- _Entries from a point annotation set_
■ ■ ■ ■

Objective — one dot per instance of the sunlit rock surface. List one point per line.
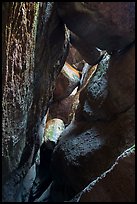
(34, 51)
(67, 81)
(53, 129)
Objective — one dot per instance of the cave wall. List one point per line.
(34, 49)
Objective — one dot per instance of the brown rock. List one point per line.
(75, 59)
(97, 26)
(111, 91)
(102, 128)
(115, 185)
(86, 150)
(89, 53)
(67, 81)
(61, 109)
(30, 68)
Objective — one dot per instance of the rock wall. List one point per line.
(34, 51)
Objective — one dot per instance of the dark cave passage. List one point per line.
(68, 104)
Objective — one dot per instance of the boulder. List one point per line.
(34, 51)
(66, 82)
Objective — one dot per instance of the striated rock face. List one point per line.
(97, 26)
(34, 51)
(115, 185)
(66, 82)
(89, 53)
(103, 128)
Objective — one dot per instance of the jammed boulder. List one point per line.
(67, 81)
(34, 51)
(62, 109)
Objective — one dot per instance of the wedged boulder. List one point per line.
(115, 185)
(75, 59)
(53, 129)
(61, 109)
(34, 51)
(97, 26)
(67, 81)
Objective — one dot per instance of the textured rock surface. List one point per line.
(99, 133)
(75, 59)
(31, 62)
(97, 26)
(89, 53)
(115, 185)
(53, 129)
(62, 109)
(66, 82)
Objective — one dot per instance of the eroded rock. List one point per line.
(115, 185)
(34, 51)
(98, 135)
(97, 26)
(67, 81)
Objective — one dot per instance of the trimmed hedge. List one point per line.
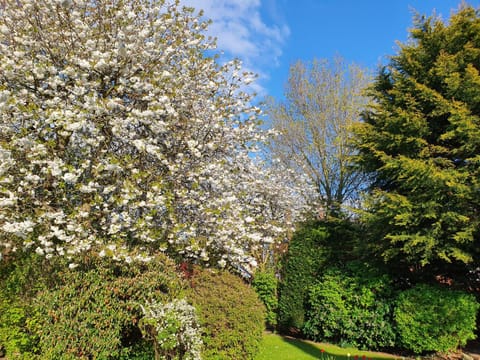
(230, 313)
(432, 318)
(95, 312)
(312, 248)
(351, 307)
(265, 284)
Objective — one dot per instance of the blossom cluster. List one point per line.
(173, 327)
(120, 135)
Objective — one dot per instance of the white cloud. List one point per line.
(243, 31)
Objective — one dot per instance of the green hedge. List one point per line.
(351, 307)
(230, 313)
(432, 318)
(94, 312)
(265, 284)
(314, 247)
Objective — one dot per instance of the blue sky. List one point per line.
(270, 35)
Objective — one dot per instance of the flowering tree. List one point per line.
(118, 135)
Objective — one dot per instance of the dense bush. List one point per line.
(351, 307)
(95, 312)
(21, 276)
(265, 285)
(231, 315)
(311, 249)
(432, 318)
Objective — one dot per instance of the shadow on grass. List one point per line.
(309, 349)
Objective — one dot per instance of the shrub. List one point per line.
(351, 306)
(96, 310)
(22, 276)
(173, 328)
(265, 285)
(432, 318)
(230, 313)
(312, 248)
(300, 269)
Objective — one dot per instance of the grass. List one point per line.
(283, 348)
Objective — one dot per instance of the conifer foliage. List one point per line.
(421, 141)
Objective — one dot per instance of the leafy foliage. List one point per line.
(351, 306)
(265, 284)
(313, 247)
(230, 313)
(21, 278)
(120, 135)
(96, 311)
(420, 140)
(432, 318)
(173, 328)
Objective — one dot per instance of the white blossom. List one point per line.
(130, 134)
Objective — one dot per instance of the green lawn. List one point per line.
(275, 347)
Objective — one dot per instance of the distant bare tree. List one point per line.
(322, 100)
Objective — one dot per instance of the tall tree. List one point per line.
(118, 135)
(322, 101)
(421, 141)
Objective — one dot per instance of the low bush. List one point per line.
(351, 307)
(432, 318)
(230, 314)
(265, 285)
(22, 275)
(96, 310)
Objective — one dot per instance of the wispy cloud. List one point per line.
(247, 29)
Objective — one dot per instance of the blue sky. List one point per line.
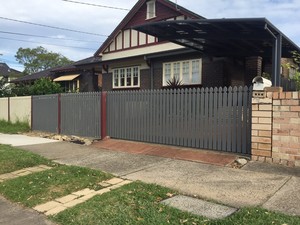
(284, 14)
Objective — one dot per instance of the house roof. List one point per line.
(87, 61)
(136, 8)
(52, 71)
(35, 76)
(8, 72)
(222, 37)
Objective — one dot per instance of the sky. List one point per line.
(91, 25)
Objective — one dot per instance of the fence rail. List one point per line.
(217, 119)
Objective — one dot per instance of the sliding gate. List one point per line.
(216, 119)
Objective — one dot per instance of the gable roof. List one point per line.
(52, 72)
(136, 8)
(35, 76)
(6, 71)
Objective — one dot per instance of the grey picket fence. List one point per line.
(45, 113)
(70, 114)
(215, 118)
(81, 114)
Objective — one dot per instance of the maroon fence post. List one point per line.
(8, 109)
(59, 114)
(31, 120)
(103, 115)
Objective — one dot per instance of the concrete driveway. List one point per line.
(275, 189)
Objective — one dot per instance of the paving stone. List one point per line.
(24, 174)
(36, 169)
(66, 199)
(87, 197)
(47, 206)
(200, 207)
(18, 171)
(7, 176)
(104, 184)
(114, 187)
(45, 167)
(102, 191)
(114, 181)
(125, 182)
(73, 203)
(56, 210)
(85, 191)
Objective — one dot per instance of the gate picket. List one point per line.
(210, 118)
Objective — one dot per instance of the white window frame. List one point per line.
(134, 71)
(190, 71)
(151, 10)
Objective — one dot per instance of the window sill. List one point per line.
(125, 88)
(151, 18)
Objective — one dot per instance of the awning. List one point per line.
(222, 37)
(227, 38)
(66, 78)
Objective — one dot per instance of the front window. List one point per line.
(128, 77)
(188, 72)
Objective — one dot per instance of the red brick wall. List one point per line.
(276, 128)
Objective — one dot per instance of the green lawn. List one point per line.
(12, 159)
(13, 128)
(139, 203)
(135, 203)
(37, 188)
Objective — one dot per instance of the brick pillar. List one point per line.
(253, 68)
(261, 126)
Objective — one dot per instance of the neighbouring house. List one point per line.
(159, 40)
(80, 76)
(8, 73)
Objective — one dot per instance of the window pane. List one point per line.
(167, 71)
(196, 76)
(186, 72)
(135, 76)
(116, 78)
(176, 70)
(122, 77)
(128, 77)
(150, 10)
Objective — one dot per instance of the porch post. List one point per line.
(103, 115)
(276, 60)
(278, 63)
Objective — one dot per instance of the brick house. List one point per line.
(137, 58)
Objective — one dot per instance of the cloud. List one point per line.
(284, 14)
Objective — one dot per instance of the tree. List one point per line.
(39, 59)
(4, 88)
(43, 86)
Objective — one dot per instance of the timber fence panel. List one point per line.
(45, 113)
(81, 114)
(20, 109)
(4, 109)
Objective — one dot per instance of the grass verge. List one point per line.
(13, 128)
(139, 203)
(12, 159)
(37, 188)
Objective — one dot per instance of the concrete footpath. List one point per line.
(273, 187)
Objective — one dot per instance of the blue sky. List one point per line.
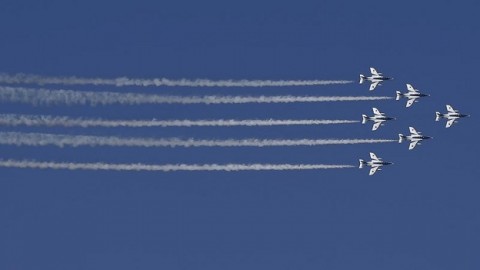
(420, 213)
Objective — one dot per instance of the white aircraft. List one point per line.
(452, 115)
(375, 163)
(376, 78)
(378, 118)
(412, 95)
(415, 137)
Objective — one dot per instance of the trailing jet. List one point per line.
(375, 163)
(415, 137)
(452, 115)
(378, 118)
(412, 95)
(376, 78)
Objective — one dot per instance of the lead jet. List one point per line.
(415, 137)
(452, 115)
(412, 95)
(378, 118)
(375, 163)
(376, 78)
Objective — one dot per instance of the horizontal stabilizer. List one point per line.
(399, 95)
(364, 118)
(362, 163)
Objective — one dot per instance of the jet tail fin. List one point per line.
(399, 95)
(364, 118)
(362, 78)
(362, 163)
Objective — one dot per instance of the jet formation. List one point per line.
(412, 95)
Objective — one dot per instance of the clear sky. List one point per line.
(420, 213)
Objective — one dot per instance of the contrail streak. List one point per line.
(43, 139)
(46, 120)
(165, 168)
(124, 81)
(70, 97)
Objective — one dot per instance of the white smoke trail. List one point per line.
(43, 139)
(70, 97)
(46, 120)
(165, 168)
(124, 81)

■ ■ ■ ■

- _Problem to work on_
Repeat the material above verbatim. Leave the pictures behind.

- _Output of the exercise_
Objective — one dot per instance of the sunlit rock surface. List one point per line.
(34, 51)
(67, 81)
(53, 129)
Objective — one dot per instance of the cave wall. List one point per line.
(34, 49)
Objective — one dot per instance of the brown rock. List one point per line.
(75, 59)
(97, 26)
(111, 91)
(102, 128)
(115, 185)
(86, 150)
(89, 53)
(67, 81)
(61, 109)
(30, 68)
Objective — one dot per instance of the rock wall. List one point per line.
(34, 51)
Objective — one dot per instance of the dark cave passage. List one point per line.
(68, 104)
Objective — one dot per instance of the boulder. List one point per line.
(34, 51)
(66, 82)
Objective — one dot per instance of the striated rock face. List one point per line.
(97, 26)
(34, 51)
(115, 185)
(66, 82)
(89, 53)
(103, 128)
Objective — one dot per instance of the jammed boulder. List one point per line.
(67, 81)
(34, 51)
(62, 109)
Objective — one dot per instance of the wedged boulder. List one point per line.
(115, 185)
(75, 59)
(53, 129)
(61, 109)
(34, 51)
(97, 26)
(67, 81)
Objective — one dot per instance of the textured rock surface. List one point per line.
(99, 133)
(75, 59)
(31, 62)
(97, 26)
(89, 53)
(115, 185)
(53, 129)
(62, 109)
(66, 82)
Objective — one dot per instance of the eroded rock. List one point per line.
(115, 185)
(34, 51)
(98, 135)
(97, 26)
(67, 81)
Objective — one dot per instance of the trimmed hedge. List one point per line.
(230, 313)
(432, 318)
(95, 312)
(312, 248)
(351, 307)
(265, 284)
Objective — one dot per instance of the blossom cluster. List one point per line.
(173, 327)
(120, 135)
Objective — one dot per instance of the white cloud. List one point per line.
(243, 31)
Objective — one dot per instance of the green hedge. List one point per line.
(351, 307)
(230, 313)
(432, 318)
(94, 312)
(265, 284)
(314, 247)
Objective — one dot per instance of the blue sky. List one point per line.
(270, 35)
Objective — one dot per instance of the flowering tree. List one point per line.
(118, 135)
Objective — one dot per instance of the dense bush. List one point per line.
(351, 307)
(95, 312)
(21, 276)
(265, 285)
(231, 315)
(311, 249)
(432, 318)
Objective — one dot per instance of the shadow on grass. List one point per line.
(309, 349)
Objective — one dot per instance of the shrub. List one point per line.
(351, 306)
(96, 310)
(22, 276)
(173, 328)
(265, 285)
(432, 318)
(230, 313)
(312, 248)
(300, 269)
Objective — one dot per instance of the grass. List one point per line.
(283, 348)
Objective — one dot per instance of the conifer foliage. List one point per line.
(421, 141)
Objective — one dot per instance of the leafy foliage. List one point per line.
(351, 306)
(265, 284)
(313, 247)
(230, 313)
(21, 278)
(120, 135)
(96, 311)
(420, 140)
(432, 318)
(173, 328)
Objective — one dot per instance of the white blossom. List one point per line.
(130, 134)
Objective — one dot per instance of the green lawn. List one point per line.
(275, 347)
Objective — one dot per instance of the distant bare tree. List one point per line.
(322, 100)
Objective — one dot per instance of the tall tree. List one point per line.
(118, 135)
(322, 101)
(421, 141)
Objective — one dot per instance of the low bush. List one point per line.
(351, 307)
(432, 318)
(230, 314)
(265, 285)
(22, 275)
(96, 310)
Objective — one dot per instance of the wispy cloud. List one point per line.
(247, 29)
Objective — one dot per instance of the blue sky. List one point per line.
(284, 14)
Objective — one dot per instance of the house roof. List one point per line.
(87, 61)
(136, 8)
(52, 71)
(35, 76)
(8, 72)
(222, 37)
Objective — one dot per instance of the sky. List one point per line.
(91, 25)
Objective — one dot per instance of the fence rail. List one point per line.
(217, 119)
Objective — one dot per instance of the sliding gate. List one point per line.
(216, 119)
Objective — one dot per instance of the gable roof. List one point per line.
(52, 72)
(136, 8)
(35, 76)
(6, 71)
Objective — one dot per instance of the grey picket fence. List one point per line.
(45, 113)
(70, 114)
(215, 118)
(81, 114)
Objective — one dot per instance of the maroon fence post. List one point per line.
(8, 109)
(59, 114)
(31, 120)
(103, 115)
Objective — one dot per instance of the concrete driveway. List one point per line.
(275, 189)
Objective — one dot per instance of the paving stone. List one point per line.
(24, 174)
(36, 169)
(66, 199)
(87, 197)
(47, 206)
(200, 207)
(18, 171)
(7, 176)
(104, 184)
(114, 187)
(45, 167)
(102, 191)
(114, 181)
(125, 182)
(73, 203)
(56, 210)
(85, 191)
Objective — one dot per instance of the gate picket. List one point per line.
(210, 118)
Objective — one dot per instance of the white window frame. List one point per line.
(134, 71)
(190, 71)
(151, 10)
Objective — one dot per instance of the window sill. List one point per line.
(125, 88)
(151, 18)
Objective — one dot per instance of the awning. List one point per line.
(222, 37)
(227, 38)
(66, 78)
Objective — one dot per instance of the front window. List one point per line.
(128, 77)
(188, 72)
Objective — one dot per instance of the red brick wall. List one point per line.
(276, 128)
Objective — one dot per instance of the green lawn. List one point per line.
(12, 159)
(13, 128)
(139, 203)
(135, 203)
(37, 188)
Objective — one dot per instance of the brick pillar. List one point per line.
(253, 68)
(261, 126)
Objective — one dot per instance of the neighbouring house. List one point per line.
(159, 40)
(80, 76)
(8, 73)
Objective — one dot per instance of the window pane. List one point per line.
(167, 71)
(196, 76)
(186, 72)
(135, 76)
(116, 78)
(176, 70)
(122, 77)
(128, 77)
(150, 10)
Objective — one dot per instance of the porch post. List one point per line.
(103, 115)
(276, 60)
(278, 63)
Objective — one dot per instance of the brick house. List one point per line.
(137, 58)
Objective — one dot per instance of the cloud. List one point per line.
(284, 14)
Objective — one dot per instance of the tree. List one point per line.
(39, 59)
(4, 88)
(43, 86)
Objective — one dot per instance of the timber fence panel. List one point per line.
(45, 113)
(81, 114)
(20, 109)
(4, 109)
Objective — one dot per instance of the grass verge. List one point per line.
(13, 128)
(139, 203)
(12, 159)
(37, 188)
Objective — one dot per instance of the concrete footpath. List one point per line.
(273, 187)
Objective — one dot per instance of the blue sky. List one point per line.
(420, 213)
Objective — one dot per instance of the white aircraft. List one point per line.
(452, 115)
(375, 163)
(376, 78)
(378, 118)
(412, 95)
(415, 137)
Objective — one dot per instance of the trailing jet. List one point per line.
(375, 163)
(415, 137)
(452, 115)
(378, 118)
(412, 95)
(376, 78)
Objective — one dot per instance of the lead jet. List one point per line.
(415, 137)
(452, 115)
(412, 95)
(378, 118)
(375, 163)
(376, 78)
Objective — one dot per instance of the horizontal stabilizer. List one point per line.
(399, 95)
(364, 118)
(362, 163)
Objective — one dot per instance of the jet tail fin. List one point per line.
(399, 95)
(364, 118)
(362, 78)
(362, 163)
Objective — one dot per instance of the jet formation. List one point per line.
(412, 95)
Objective — one dot per instance of the clear sky. List one point per line.
(420, 213)
Objective — one dot per instance of the contrail streak. List one point per line.
(43, 139)
(46, 120)
(165, 168)
(124, 81)
(70, 97)
Objective — one dot per instance of the white smoke trail. List one point per line.
(43, 139)
(70, 97)
(46, 120)
(165, 168)
(124, 81)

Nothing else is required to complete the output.